__Task prompt__: Count the lines in the entries below that mention the string "green", then write that number by itself.

*** Begin section ***

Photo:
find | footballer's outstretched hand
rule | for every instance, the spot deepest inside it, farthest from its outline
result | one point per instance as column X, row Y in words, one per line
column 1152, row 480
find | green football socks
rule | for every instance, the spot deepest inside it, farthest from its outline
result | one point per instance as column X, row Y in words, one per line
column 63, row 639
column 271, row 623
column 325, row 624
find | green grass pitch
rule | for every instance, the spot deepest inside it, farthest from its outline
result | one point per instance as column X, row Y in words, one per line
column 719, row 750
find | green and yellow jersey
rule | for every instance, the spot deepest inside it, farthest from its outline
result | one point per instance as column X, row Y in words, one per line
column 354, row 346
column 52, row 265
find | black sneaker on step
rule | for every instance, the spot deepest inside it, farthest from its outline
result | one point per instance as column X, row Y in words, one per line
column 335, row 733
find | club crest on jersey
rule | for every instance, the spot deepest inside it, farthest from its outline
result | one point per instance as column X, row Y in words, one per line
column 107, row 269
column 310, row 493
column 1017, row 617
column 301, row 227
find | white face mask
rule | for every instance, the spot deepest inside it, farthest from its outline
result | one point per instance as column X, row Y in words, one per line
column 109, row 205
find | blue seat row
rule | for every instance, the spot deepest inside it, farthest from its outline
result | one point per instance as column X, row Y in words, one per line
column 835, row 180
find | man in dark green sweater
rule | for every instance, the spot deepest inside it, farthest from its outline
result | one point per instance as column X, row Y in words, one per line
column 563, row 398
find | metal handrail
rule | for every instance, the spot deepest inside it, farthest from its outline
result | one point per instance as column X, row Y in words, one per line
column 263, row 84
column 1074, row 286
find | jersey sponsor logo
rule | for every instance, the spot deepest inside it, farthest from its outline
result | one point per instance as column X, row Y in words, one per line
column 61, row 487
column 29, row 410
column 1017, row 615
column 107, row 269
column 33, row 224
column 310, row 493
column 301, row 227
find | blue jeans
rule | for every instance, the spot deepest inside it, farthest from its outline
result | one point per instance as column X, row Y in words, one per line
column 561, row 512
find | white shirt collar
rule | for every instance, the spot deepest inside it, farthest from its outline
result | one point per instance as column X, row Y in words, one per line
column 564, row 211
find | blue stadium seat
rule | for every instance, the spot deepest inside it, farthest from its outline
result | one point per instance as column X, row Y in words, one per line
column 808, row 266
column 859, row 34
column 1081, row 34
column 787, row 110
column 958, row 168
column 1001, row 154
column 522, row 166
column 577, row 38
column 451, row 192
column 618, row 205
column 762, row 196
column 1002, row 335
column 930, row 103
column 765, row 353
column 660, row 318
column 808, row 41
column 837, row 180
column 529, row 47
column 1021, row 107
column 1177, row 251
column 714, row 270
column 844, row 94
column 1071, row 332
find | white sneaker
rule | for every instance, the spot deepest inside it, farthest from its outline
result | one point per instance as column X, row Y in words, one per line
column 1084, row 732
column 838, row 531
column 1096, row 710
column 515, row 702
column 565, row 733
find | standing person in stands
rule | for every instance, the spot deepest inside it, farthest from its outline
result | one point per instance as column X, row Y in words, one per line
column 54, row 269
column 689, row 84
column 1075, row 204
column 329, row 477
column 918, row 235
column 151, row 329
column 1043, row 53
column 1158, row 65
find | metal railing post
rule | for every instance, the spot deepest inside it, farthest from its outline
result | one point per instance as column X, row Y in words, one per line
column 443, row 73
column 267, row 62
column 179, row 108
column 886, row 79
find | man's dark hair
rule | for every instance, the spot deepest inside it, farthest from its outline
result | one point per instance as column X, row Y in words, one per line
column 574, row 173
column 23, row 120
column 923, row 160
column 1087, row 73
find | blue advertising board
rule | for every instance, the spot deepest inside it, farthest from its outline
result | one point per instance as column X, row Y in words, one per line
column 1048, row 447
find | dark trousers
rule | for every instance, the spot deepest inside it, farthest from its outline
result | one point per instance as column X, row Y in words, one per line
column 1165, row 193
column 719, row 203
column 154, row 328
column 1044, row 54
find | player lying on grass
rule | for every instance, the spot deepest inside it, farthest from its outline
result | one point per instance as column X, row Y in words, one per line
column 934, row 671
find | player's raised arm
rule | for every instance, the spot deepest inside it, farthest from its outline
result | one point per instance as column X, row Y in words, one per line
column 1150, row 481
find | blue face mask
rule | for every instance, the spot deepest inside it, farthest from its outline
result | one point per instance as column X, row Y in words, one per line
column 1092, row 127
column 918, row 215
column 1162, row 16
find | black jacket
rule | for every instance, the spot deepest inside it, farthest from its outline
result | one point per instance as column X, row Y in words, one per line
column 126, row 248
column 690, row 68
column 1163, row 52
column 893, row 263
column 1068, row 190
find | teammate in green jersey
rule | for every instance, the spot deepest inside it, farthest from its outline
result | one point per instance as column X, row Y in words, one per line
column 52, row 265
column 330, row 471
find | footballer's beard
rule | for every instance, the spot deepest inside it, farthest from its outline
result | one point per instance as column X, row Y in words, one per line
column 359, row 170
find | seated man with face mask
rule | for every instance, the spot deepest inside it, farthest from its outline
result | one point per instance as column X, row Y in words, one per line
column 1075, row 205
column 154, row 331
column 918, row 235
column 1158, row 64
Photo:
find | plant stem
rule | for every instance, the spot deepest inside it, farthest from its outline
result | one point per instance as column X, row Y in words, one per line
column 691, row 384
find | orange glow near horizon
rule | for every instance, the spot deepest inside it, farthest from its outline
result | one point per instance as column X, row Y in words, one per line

*** End section ***

__Exercise solution__: 5